[Photo-based referring expression data]
((
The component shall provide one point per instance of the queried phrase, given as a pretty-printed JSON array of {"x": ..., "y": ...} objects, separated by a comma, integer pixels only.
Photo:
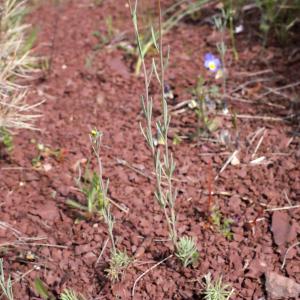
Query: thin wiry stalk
[
  {"x": 162, "y": 159},
  {"x": 5, "y": 285}
]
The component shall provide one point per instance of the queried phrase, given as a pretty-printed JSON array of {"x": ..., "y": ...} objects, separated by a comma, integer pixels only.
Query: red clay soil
[{"x": 84, "y": 88}]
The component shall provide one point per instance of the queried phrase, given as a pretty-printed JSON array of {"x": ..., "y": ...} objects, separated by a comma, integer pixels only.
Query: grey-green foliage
[
  {"x": 187, "y": 251},
  {"x": 216, "y": 290},
  {"x": 163, "y": 161},
  {"x": 69, "y": 294},
  {"x": 119, "y": 262},
  {"x": 164, "y": 164},
  {"x": 5, "y": 284}
]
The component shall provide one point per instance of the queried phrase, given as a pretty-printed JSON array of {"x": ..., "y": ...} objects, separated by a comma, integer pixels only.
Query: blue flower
[{"x": 211, "y": 62}]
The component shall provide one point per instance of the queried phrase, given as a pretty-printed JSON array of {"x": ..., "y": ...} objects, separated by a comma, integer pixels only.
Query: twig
[
  {"x": 287, "y": 251},
  {"x": 263, "y": 118},
  {"x": 294, "y": 84},
  {"x": 102, "y": 251},
  {"x": 258, "y": 144},
  {"x": 227, "y": 162},
  {"x": 283, "y": 208},
  {"x": 146, "y": 272}
]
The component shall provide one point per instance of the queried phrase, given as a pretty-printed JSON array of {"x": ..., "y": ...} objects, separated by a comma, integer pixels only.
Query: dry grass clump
[{"x": 16, "y": 67}]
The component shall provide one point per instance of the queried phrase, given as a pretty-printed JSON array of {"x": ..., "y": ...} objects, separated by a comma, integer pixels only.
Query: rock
[{"x": 280, "y": 227}]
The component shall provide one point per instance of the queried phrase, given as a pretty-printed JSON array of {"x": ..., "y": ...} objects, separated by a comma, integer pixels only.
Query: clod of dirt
[
  {"x": 281, "y": 228},
  {"x": 280, "y": 287}
]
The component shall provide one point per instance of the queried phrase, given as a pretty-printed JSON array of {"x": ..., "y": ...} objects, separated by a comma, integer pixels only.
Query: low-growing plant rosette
[{"x": 213, "y": 64}]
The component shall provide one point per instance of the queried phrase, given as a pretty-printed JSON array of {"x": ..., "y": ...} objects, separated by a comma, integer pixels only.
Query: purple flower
[{"x": 211, "y": 62}]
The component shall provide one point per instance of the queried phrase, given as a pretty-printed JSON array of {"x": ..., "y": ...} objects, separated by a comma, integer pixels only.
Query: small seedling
[
  {"x": 42, "y": 290},
  {"x": 223, "y": 224},
  {"x": 93, "y": 185},
  {"x": 216, "y": 290},
  {"x": 69, "y": 294},
  {"x": 119, "y": 262},
  {"x": 6, "y": 285},
  {"x": 186, "y": 251},
  {"x": 6, "y": 139}
]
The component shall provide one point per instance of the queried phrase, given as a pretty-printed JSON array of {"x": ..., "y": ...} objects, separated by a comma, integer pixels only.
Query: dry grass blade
[{"x": 16, "y": 67}]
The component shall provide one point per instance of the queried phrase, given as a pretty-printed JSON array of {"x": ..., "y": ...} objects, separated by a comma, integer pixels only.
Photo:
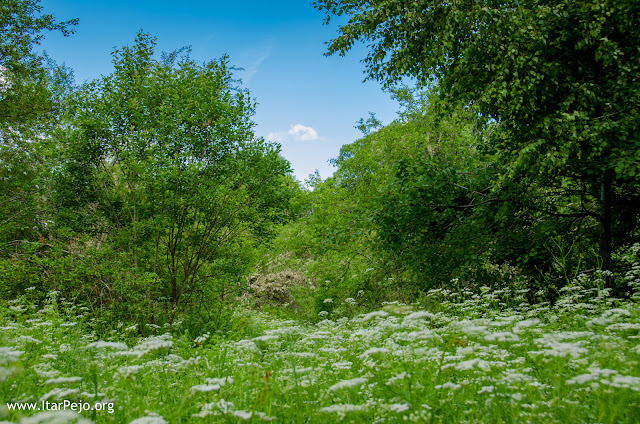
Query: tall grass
[{"x": 455, "y": 357}]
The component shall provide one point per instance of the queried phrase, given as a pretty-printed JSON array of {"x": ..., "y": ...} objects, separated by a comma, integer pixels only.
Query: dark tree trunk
[{"x": 605, "y": 222}]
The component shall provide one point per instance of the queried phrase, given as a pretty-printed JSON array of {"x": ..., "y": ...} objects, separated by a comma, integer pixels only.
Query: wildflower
[
  {"x": 264, "y": 338},
  {"x": 419, "y": 315},
  {"x": 448, "y": 385},
  {"x": 367, "y": 317},
  {"x": 205, "y": 388},
  {"x": 29, "y": 339},
  {"x": 343, "y": 409},
  {"x": 59, "y": 393},
  {"x": 201, "y": 339},
  {"x": 9, "y": 354},
  {"x": 486, "y": 389},
  {"x": 151, "y": 419},
  {"x": 108, "y": 345},
  {"x": 55, "y": 417},
  {"x": 502, "y": 336},
  {"x": 373, "y": 351},
  {"x": 398, "y": 377},
  {"x": 345, "y": 384},
  {"x": 63, "y": 380}
]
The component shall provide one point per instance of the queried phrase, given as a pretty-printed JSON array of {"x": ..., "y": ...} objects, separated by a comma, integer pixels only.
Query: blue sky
[{"x": 307, "y": 102}]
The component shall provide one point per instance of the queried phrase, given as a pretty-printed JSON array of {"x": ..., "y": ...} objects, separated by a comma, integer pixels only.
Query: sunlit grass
[{"x": 456, "y": 357}]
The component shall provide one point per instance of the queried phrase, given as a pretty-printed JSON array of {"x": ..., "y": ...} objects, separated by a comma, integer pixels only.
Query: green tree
[
  {"x": 31, "y": 89},
  {"x": 24, "y": 80},
  {"x": 560, "y": 78},
  {"x": 163, "y": 164}
]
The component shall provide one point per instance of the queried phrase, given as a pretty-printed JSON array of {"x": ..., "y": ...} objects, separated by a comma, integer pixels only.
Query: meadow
[{"x": 485, "y": 356}]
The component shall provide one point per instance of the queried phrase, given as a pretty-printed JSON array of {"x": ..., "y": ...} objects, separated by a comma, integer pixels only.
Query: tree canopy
[{"x": 560, "y": 78}]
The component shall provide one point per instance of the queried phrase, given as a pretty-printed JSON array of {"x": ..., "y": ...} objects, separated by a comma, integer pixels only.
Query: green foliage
[
  {"x": 559, "y": 78},
  {"x": 502, "y": 358},
  {"x": 160, "y": 162},
  {"x": 24, "y": 81}
]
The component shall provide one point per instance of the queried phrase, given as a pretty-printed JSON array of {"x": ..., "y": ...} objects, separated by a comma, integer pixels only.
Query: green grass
[{"x": 487, "y": 357}]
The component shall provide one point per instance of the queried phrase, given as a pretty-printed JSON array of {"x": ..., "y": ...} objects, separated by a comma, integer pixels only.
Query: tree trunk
[{"x": 605, "y": 223}]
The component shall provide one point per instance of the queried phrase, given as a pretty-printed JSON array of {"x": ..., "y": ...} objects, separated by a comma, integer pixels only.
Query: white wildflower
[
  {"x": 59, "y": 393},
  {"x": 399, "y": 407},
  {"x": 63, "y": 380},
  {"x": 373, "y": 351},
  {"x": 201, "y": 339},
  {"x": 108, "y": 345},
  {"x": 374, "y": 314},
  {"x": 152, "y": 419},
  {"x": 345, "y": 384},
  {"x": 55, "y": 417},
  {"x": 29, "y": 339}
]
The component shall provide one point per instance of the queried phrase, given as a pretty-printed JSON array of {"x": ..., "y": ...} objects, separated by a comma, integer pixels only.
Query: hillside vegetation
[{"x": 475, "y": 260}]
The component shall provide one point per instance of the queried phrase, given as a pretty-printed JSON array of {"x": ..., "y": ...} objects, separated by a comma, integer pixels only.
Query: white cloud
[
  {"x": 277, "y": 137},
  {"x": 297, "y": 132},
  {"x": 303, "y": 133}
]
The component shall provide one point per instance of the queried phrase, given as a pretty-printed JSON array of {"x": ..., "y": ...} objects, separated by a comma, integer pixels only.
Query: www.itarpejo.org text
[{"x": 66, "y": 405}]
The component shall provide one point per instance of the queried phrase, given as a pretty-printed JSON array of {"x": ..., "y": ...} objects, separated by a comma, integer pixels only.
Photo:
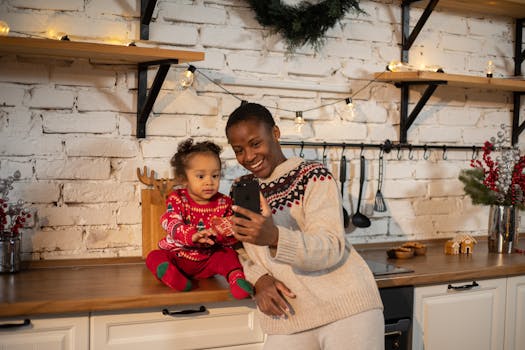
))
- _Task instructions_
Repeat exactly, please: transcribe each entry and leave out the pictures.

- _Finished task_
The component shall provide one point per instance of the queried phrase, given as a pretty-printed JSON array of {"x": ..., "y": ...} objects, separated by a comma, integer pixels only.
Photo:
Query: thin wiry stalk
[
  {"x": 162, "y": 159},
  {"x": 5, "y": 285}
]
The component shall provide one point per instance of the queried phrase, given as a pretty-printed JSON array of {"x": ..., "y": ...} objects, separated by a comma, integer pixels only.
Query: red clay soil
[{"x": 84, "y": 88}]
The component shall provide one point per instance of the queried phrase, given as a pretty-printed JSON array of {"x": ..., "y": ...} objects, separated by a comma, integer pixels only.
Query: grey-green foliage
[
  {"x": 187, "y": 251},
  {"x": 216, "y": 290},
  {"x": 163, "y": 161},
  {"x": 69, "y": 294},
  {"x": 119, "y": 262},
  {"x": 164, "y": 164},
  {"x": 5, "y": 284}
]
The component shall provide one point per instance of the queried phrase, given as a pretty-printed JSON array of {"x": ..., "y": ...} objects, separated by a comma, integer pixels only.
Query: blue flower
[{"x": 211, "y": 62}]
The component shall provide one point per instance of the queried phrase, given as a pretty-printed JSON array of {"x": ..., "y": ...} objects, separated by a comma, integer pixels only.
Query: twig
[
  {"x": 287, "y": 251},
  {"x": 263, "y": 118},
  {"x": 294, "y": 84},
  {"x": 102, "y": 251},
  {"x": 258, "y": 144},
  {"x": 227, "y": 162},
  {"x": 283, "y": 208},
  {"x": 146, "y": 272}
]
The component shall provide one point per instance of the queried phrase, given as a pretty-printed JSON array of {"x": ..., "y": ...} objects, separated by a comma, integer pixels only.
Query: dry grass clump
[{"x": 16, "y": 67}]
The component shall provide one point per instance of the queried phrase, given as a pretty-printed JSON array of {"x": ..., "y": ...} objects, separated by a comma, integer pixels only.
Query: rock
[{"x": 280, "y": 227}]
The component shall provide one point per instance of the queried phrase, given as a pretty-printed JSON array of {"x": ..., "y": ...} objects, separated by a comma, integer pixels only.
Query: clod of dirt
[
  {"x": 281, "y": 228},
  {"x": 280, "y": 287}
]
The component shall provide one point per instance of the queried phrase, given as a pretty-printed JSON array of {"x": ..., "y": ...} objects, separated by a comma, integer pixels only.
Query: low-growing plant rosette
[{"x": 213, "y": 64}]
The component shall provide one point per instance of the queried phrase, given as a pretty-printed JSON array of {"x": ..., "y": ...} objects, separated by a comma, integer pixels only.
Query: purple flower
[{"x": 211, "y": 62}]
The component shall provide one point per instance of the queried phrase, given as a pretty-printed JSON array of {"x": ..., "y": ...} objects, separated by a comma, integer pixels only.
Query: small seedling
[
  {"x": 42, "y": 290},
  {"x": 223, "y": 224},
  {"x": 93, "y": 185},
  {"x": 216, "y": 290},
  {"x": 69, "y": 294},
  {"x": 119, "y": 262},
  {"x": 6, "y": 285},
  {"x": 186, "y": 251},
  {"x": 6, "y": 139}
]
The component shall provide one point per instance of the queried phrase, given as a pretty-printed JSON array of {"x": ..., "y": ...} objects, separated by a comma, integer pixels only.
Query: dry grass blade
[{"x": 16, "y": 67}]
The component shall provide one point per instance of the queried phrase, given as a pretty-printed JSON array of {"x": ..., "y": ...} objects, separated by a comma, integer pixels only.
Photo:
Query: tall grass
[{"x": 455, "y": 357}]
The component shall provide one point per instance of the queried phrase, given as a pretty-printed JSON array of {"x": ..., "y": ...} objects, separated by a comma, integer pixels only.
Query: dark tree trunk
[{"x": 605, "y": 222}]
The component shall provide one point per instance of the queried phrase, given as a pretty-printed JSON array of {"x": ..., "y": ...} objects, separated by a comma, integer pixels only.
Query: wildflower
[
  {"x": 264, "y": 338},
  {"x": 419, "y": 315},
  {"x": 448, "y": 385},
  {"x": 367, "y": 317},
  {"x": 205, "y": 388},
  {"x": 29, "y": 339},
  {"x": 343, "y": 409},
  {"x": 59, "y": 393},
  {"x": 201, "y": 339},
  {"x": 9, "y": 354},
  {"x": 486, "y": 389},
  {"x": 151, "y": 419},
  {"x": 108, "y": 345},
  {"x": 55, "y": 417},
  {"x": 502, "y": 336},
  {"x": 373, "y": 351},
  {"x": 398, "y": 377},
  {"x": 345, "y": 384},
  {"x": 63, "y": 380}
]
The component shall provide one point per instance of the queried phrase, given as a pretty-printed JSON array of {"x": ..., "y": ...} objects, separated by a comma, integer pixels only.
Query: blue sky
[{"x": 307, "y": 102}]
The component shall provide one point per instance of the queried phrase, given as a pretty-printed JSON array of {"x": ..., "y": ...} objects, separated by a comma, integer pixels only.
Query: sunlit grass
[{"x": 456, "y": 357}]
The component shall provide one point per instance of the queried phrase, given as a pretty-printed JSON array of {"x": ..., "y": ...} objects, separated by a comma, integer pixels only.
Query: green tree
[
  {"x": 31, "y": 89},
  {"x": 24, "y": 80},
  {"x": 560, "y": 78},
  {"x": 163, "y": 164}
]
The component shall provide one point per instance of the queried phrase, given as a pretty-printed JSON array of {"x": ..., "y": ...} objects, separated by a comma, integer pixels only.
Query: meadow
[{"x": 485, "y": 356}]
The component shall provide one point per instance of the queried phrase, given as a pretty-printed JSON array of {"x": ..., "y": ...} objects, separated by a comma, integer pixels only.
Query: tree canopy
[{"x": 560, "y": 78}]
The component shall provide one point per instance of the queried phrase, given as a pretty-printed JSON array of {"x": ..., "y": ...} objects, separated by a comma, integer pixels only.
Query: green foliage
[
  {"x": 559, "y": 78},
  {"x": 502, "y": 358},
  {"x": 160, "y": 162},
  {"x": 24, "y": 81}
]
The component shall provide one point per instance of the queried phrase, given as a pretty-printed JSON array of {"x": ..., "y": ...} objects, separated by a comma, integer pixels only.
Query: green grass
[{"x": 487, "y": 357}]
The component shall provide one point per instance of the queried phrase, given as a pretty-printed JSON array of {"x": ..., "y": ...} objects, separated by a comma, integer pixels only.
Query: tree trunk
[{"x": 605, "y": 223}]
The component shall provide one point per instance of the queried phrase, given as a pretty-printed JSON array of {"x": ..., "y": ...} objects, separated by a comma, integer pixels only.
Query: white wildflower
[
  {"x": 59, "y": 393},
  {"x": 399, "y": 407},
  {"x": 63, "y": 380},
  {"x": 373, "y": 351},
  {"x": 201, "y": 339},
  {"x": 108, "y": 345},
  {"x": 374, "y": 314},
  {"x": 152, "y": 419},
  {"x": 345, "y": 384},
  {"x": 55, "y": 417},
  {"x": 29, "y": 339}
]
The component shall provide one point per instance of the queried phrase, given as a pretty-printed JSON array of {"x": ..., "y": ...} objects, separated by a comma, integer pixels only.
Query: hillside vegetation
[{"x": 475, "y": 260}]
The component shall provide one point per instance of the queried phrase, given as a pretty-printed JSON array of {"x": ..., "y": ...} objects, separated by a comma, integer pixels only.
Query: white cloud
[
  {"x": 277, "y": 137},
  {"x": 297, "y": 132},
  {"x": 303, "y": 133}
]
The component shall provide one point per instance of the queried phrase, given as a pretty-printed JSON array of {"x": ..., "y": ...} objects, separated by a comma, integer pixels only.
Query: www.itarpejo.org text
[{"x": 66, "y": 405}]
The component shall provide one point per instance of the queried phrase, given as a pretty-printed JSON array of {"x": ..., "y": ...} objects, separated by a comma, integer pixels only.
Photo:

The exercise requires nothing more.